§ **What you need to do**: Would you please transcribe the data in full and exactly, excluding images?

§ **Data extract**:
-- Opening Marker --

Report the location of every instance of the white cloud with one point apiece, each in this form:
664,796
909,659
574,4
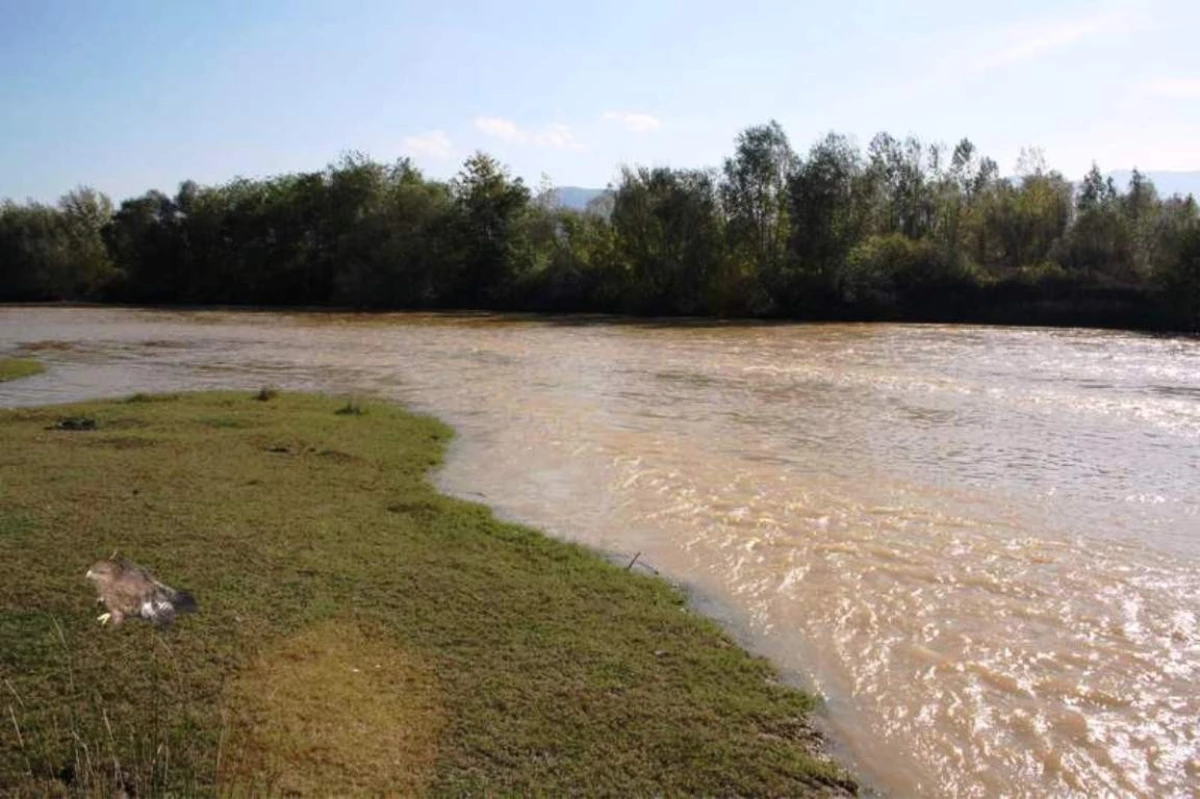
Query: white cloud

-- Closing Marker --

§ **Solved problem**:
Report the location of every instance of the white cloud with one point apiece, each in this form:
664,796
909,659
574,4
Query: white cloud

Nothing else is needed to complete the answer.